Goal 1 — In the email, which philosophy does the writer say they have adopted?

Given passage —

Hello Nick,

Re previous post about speaking to god and ineffable experience:

I was not attempting to assert anything, merely ask questions. Specifically, 
questions regarding Eric's assertion denying ineffability and "defining" the 
Real as that which has effects.

So I proposed two scenarios involving a "Thing" that had measurable, sometimes 
predictable, effects and asked if thir "effect ability" gave them ontological 
status of "Real" despite the fact that they were ineffable or, in the case of 
God, 'effed' inaccurately.

The question might be generalized to one of the relationship between what we 
can know (epistemology) and what is real (ontology). A subtext to this question 
is a concern: as we elaborate our epistemology, and make it rigorous, do we 
arbitrarily, in my view, void segments of ontology? Is this a bad thing? 

Now to one of your lard-ettes:
"**Hang on, Dave. We are starting to talk as if ANYTHING is effable."** 

I don't know about you, but I would never make such an assertion, nor propose 
any example of something being "effed." I agree with Korzibski's dictum, "The 
Map is not the Territory!" And I am perfectly happy, all my "Experience" is 
compatible with, and my adopted philosophy of Hermeneutics is consistent with 
that dictum. 

I have no desire to reduce ambiguity. I thrive on constant change. I have no 
need to replace metaphor with lexical terms. For me there is no "Truth" — even 
if defined as a provisional agreement, ala Peirce. The "approximately effable" 
linguistic constructions we utilize to attribute "meaning" to our experiences 
are all equally false-to-fact, but pragmatically useful to the extent they keep 
us fed and amused.

Comments on other elements of larding await the reading of the paper you sent.

davew


On Wed, Dec 11, 2019, at 8:23 PM, thompnicks...@gmail.com wrote:
> Hi, Dave, and thanks, Frank. See Larding Below:

> 

> Nick Thompson

> Emeritus Professor of Ethology and Psychology

> Clark University

> thompnicks...@gmail.com

> https://wordpress.clarku.edu/nthompson/

> 

> 

> 


> *From:* Friam <friam-boun...@redfish.com> *On Behalf Of *Prof David West
> *Sent:* Wednesday, December 11, 2019 2:58 AM
> *To:* friam@redfish.com
> *Subject:* Re: [FRIAM] [EXT] Re: A pluralistic model of the mind?

> 

> 

> Last summer I spoke with God. The effects were profound and obvious to all. 
> Many of the effects, measured with MRI and encephalographic devices, were 
> quantifiable. I spoke of my experience, as best as I could, recognizing that 
> whatever words I used told but part of the story. Other's experience of me 
> changed as well - they uniformly and consistently experience me, not as the 
> fun loving drunken whoring party guy, but only as the pious jackass that was 
> the inevitable and most profound effect of my experience.

> **[NST===>] My Larder is only half working on this computer. **

> 

> God is therefore real and extant?

> **[NST===>] Does God “prove out”? In order to answer that question, we would 
> have to have a conception of God that could possibly “prove out”. I say that 
> God is the Wizard in Wizard of Oz. An old guy who hides in a closet and 
> manipulates our experience with giant levers. That conception is probably 
> “prove-out-able” but probably doesn’t prove out. Or, ringed around with 
> sufficient special meanings, it could become circular, and therefore not 
> “prove-out-able”. So,**

> 

> But wait ...

Given data —
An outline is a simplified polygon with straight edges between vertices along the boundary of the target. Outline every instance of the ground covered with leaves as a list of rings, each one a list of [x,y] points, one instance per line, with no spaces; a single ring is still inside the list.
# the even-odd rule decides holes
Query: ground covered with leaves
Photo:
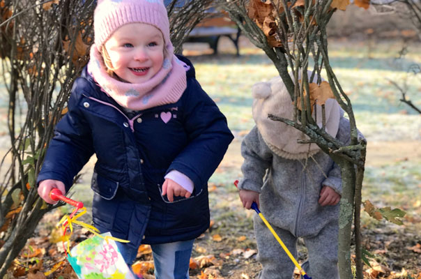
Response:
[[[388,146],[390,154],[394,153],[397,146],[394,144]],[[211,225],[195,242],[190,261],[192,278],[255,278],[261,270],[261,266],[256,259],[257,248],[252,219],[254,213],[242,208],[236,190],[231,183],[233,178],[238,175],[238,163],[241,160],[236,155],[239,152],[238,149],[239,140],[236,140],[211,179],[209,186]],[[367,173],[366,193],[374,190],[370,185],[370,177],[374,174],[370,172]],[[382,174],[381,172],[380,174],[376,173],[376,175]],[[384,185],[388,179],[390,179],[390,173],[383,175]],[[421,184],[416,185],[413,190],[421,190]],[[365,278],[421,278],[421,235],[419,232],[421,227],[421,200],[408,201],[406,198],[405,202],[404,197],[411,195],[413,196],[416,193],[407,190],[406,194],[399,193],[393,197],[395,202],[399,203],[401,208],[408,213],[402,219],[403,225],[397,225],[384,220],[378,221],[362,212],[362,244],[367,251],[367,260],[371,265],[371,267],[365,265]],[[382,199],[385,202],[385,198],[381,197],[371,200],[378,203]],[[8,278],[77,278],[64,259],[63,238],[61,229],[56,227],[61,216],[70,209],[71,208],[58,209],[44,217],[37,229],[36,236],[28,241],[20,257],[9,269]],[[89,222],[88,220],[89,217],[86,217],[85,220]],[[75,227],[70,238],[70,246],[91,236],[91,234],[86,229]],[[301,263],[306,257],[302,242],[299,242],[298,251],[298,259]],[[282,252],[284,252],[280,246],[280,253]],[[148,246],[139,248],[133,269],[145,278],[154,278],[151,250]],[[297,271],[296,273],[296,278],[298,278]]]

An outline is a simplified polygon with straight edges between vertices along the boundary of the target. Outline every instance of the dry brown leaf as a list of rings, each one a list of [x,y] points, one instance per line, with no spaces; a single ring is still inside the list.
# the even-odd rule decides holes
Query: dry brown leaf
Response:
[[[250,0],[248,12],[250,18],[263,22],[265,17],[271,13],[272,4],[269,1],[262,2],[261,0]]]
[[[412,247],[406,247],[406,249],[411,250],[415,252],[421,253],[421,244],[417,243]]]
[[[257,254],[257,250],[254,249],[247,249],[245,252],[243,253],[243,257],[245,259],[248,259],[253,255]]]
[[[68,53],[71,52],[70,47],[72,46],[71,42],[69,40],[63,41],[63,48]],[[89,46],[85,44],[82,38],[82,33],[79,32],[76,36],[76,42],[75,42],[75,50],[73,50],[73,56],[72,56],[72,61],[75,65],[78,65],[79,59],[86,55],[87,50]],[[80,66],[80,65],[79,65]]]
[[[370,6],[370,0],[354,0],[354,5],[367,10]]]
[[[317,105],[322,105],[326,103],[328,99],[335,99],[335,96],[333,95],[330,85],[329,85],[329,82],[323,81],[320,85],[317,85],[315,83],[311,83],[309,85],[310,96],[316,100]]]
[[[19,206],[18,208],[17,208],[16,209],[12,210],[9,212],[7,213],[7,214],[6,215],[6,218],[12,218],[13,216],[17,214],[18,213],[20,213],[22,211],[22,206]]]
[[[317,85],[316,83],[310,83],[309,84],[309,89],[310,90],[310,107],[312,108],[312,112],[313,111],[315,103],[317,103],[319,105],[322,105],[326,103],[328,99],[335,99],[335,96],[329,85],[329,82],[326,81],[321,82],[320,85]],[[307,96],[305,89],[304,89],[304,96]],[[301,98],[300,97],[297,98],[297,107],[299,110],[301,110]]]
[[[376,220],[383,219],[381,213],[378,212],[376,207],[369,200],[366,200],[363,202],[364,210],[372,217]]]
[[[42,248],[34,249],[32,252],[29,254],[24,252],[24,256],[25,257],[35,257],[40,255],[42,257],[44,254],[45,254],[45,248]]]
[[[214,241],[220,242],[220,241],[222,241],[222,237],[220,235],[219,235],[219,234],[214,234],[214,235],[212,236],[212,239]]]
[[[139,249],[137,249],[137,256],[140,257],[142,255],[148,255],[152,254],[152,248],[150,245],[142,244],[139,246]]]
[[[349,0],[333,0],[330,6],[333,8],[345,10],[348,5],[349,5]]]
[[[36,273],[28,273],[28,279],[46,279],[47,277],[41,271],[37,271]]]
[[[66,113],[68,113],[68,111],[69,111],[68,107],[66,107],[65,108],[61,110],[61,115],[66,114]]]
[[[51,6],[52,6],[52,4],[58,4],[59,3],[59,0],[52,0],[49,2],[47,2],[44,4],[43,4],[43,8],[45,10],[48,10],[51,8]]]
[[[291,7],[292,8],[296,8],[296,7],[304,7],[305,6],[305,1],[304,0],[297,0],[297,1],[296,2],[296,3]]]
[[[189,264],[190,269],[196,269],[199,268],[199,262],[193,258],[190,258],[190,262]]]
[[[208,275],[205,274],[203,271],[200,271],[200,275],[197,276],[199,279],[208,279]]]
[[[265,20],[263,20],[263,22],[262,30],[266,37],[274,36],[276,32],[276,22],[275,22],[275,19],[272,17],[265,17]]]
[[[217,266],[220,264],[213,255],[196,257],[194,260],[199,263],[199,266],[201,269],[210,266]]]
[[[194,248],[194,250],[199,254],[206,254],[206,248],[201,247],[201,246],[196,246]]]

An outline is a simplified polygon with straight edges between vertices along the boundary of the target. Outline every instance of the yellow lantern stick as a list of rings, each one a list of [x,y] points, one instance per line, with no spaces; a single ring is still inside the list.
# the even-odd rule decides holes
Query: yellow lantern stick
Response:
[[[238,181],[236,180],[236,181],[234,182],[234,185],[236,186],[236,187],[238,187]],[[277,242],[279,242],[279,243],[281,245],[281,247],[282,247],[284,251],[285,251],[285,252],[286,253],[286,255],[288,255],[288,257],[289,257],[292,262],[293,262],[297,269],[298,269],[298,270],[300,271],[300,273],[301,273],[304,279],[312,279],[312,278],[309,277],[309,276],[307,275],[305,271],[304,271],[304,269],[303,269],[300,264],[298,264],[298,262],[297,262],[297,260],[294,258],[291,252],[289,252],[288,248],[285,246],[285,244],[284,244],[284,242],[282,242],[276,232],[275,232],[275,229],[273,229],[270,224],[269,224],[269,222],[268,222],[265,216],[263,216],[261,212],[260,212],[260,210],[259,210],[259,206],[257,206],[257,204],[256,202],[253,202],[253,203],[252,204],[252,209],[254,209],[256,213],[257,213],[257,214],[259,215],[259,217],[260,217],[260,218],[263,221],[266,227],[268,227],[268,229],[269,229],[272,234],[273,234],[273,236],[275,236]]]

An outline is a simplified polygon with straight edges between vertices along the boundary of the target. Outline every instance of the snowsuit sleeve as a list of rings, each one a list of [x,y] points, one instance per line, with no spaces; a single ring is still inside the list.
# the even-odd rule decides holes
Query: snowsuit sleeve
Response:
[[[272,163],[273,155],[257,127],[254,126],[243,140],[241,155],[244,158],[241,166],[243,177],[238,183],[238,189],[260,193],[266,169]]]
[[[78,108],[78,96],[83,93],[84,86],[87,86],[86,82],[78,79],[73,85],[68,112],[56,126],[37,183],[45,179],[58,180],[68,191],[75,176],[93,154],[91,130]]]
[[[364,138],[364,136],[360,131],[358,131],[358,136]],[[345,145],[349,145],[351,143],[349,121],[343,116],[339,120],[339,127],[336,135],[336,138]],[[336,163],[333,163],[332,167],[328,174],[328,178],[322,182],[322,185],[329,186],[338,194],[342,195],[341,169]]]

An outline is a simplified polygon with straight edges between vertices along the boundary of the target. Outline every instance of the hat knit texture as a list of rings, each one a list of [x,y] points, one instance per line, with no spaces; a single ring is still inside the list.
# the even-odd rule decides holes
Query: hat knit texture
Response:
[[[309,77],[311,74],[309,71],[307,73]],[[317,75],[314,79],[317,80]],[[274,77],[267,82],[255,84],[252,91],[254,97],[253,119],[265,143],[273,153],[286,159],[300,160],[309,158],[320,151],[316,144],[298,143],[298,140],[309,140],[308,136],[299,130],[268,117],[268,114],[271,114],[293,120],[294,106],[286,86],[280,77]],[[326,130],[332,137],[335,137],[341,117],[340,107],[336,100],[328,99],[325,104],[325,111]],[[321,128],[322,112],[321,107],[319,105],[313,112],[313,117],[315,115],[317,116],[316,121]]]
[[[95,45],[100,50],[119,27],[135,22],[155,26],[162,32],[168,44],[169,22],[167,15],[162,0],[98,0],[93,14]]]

--

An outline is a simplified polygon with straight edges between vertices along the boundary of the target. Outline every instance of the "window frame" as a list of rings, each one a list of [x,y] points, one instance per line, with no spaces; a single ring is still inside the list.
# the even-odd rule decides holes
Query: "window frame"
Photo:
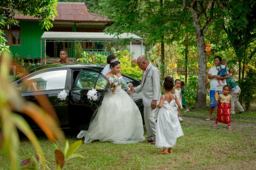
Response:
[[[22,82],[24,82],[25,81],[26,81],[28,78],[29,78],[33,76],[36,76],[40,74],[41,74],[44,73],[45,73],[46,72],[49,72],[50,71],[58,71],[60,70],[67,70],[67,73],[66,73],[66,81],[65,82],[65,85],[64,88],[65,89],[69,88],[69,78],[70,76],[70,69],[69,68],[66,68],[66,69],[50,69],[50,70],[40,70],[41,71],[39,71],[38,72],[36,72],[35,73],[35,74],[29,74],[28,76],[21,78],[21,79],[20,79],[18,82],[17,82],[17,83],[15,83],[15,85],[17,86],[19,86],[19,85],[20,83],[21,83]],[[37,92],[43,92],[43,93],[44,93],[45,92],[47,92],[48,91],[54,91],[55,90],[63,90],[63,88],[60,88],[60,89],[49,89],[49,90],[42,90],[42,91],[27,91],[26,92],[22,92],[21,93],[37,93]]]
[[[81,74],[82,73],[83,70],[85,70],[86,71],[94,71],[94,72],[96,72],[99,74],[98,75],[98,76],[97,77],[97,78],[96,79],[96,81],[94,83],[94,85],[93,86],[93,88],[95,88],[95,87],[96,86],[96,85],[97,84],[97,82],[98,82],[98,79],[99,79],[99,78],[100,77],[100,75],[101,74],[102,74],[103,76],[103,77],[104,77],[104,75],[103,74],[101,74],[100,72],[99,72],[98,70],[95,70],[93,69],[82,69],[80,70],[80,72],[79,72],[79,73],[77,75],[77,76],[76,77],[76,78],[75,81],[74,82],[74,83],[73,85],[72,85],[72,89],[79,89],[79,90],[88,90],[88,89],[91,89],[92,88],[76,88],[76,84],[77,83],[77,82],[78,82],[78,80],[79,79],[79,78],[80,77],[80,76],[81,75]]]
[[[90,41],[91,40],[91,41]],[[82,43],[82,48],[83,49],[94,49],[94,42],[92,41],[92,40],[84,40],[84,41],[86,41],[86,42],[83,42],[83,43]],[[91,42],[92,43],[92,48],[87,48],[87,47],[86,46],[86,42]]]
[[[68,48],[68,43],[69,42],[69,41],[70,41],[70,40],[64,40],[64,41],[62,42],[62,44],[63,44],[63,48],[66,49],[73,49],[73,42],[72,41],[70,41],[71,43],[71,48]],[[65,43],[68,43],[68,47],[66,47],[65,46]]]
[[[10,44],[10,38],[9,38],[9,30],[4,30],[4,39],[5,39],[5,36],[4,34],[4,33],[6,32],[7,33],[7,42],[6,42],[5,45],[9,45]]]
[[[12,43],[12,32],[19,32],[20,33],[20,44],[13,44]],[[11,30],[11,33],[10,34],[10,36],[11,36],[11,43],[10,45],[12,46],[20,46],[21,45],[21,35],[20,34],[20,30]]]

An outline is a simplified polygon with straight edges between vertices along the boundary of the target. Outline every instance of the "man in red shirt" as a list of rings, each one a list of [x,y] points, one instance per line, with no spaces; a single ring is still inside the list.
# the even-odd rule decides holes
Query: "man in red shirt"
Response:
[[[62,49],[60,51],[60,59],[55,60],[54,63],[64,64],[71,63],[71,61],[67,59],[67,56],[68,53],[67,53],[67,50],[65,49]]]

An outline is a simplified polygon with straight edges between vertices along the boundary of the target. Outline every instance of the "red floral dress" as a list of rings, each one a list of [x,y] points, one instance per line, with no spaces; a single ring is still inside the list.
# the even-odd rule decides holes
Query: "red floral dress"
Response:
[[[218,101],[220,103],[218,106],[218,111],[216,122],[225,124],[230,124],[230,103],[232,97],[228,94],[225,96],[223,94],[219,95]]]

...

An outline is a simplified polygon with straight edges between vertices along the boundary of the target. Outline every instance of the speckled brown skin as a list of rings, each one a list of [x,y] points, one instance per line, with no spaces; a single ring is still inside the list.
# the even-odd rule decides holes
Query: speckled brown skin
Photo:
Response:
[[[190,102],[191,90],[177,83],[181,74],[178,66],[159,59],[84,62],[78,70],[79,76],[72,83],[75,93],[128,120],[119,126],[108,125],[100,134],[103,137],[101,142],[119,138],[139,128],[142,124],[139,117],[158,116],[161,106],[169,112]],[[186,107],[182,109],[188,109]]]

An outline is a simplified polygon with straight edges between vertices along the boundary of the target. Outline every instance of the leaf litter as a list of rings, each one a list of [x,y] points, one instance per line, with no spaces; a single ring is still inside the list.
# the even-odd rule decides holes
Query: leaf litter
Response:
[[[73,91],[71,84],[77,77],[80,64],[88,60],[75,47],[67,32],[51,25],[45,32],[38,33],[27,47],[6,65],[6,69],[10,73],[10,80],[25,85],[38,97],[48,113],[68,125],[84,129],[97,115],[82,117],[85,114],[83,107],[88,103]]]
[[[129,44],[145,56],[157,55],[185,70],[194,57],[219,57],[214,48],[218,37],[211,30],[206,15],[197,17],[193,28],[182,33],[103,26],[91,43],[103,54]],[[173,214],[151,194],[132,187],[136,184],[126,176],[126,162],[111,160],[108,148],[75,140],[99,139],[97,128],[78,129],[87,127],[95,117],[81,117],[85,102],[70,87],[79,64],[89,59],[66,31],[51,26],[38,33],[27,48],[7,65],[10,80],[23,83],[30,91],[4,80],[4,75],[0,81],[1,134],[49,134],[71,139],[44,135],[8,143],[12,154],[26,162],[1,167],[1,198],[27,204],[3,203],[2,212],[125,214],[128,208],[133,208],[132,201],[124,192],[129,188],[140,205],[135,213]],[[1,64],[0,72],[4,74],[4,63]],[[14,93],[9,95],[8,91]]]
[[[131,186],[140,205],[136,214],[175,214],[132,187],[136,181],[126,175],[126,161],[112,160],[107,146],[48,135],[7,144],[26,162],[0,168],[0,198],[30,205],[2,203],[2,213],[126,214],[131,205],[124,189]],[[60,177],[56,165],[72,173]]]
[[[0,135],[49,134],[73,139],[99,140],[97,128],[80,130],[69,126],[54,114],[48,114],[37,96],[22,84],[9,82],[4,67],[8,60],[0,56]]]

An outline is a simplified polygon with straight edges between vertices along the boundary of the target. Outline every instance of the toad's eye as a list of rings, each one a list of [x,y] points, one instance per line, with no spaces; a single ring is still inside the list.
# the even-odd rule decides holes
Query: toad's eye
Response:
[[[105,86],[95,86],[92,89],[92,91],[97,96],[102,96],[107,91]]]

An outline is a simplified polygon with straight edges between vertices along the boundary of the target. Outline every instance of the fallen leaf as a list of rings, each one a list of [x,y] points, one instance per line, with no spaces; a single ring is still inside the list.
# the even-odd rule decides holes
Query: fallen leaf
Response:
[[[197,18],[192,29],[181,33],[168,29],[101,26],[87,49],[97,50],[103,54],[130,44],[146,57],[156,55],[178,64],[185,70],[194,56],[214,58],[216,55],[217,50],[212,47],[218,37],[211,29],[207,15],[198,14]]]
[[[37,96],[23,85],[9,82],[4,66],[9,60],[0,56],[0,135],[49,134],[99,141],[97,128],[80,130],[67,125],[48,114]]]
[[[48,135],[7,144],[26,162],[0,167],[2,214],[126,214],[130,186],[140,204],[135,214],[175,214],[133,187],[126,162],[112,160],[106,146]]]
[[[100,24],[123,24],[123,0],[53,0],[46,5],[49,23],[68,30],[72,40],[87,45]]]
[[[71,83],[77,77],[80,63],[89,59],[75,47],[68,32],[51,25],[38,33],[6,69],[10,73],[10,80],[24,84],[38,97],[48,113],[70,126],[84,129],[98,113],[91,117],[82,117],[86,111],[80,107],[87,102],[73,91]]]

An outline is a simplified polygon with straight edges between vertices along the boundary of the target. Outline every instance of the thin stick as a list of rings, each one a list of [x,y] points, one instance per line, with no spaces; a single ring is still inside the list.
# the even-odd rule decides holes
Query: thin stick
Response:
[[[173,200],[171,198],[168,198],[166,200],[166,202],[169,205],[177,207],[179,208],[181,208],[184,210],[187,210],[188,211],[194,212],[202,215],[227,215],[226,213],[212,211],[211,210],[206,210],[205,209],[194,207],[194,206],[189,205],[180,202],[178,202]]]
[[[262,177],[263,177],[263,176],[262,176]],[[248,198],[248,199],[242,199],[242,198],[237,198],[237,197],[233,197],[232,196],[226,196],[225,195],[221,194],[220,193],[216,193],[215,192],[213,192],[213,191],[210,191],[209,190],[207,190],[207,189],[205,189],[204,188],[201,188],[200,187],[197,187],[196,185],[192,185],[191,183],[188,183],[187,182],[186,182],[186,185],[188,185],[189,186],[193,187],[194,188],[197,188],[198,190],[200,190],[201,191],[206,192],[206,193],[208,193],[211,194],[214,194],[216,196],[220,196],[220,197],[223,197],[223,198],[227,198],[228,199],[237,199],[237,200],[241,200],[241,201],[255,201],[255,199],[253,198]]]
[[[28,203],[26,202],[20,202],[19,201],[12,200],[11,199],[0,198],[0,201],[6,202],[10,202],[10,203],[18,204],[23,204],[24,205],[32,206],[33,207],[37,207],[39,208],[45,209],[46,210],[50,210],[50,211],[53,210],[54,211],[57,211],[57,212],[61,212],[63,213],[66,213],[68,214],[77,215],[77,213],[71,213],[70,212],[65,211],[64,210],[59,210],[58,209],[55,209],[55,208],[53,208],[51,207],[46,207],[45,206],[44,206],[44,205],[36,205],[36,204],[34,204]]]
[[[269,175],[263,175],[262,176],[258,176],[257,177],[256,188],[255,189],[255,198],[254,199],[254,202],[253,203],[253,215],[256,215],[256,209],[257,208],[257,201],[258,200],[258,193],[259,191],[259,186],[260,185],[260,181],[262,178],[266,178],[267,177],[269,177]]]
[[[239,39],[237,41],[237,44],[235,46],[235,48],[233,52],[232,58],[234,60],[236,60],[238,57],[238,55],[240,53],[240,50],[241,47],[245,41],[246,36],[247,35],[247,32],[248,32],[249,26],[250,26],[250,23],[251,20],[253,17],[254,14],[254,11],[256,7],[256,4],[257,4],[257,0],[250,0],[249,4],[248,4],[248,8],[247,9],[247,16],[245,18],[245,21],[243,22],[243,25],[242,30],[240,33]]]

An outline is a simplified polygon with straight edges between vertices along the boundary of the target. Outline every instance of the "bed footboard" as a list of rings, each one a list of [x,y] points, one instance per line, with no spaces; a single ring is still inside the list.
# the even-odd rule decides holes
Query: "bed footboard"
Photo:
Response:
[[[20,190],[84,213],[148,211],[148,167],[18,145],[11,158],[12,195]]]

Goal 2 — Tally the lines of the records that contain the string "window", matching case exactly, and give only the number.

Full output 1 — Hermeneutics.

Full output 2 — 2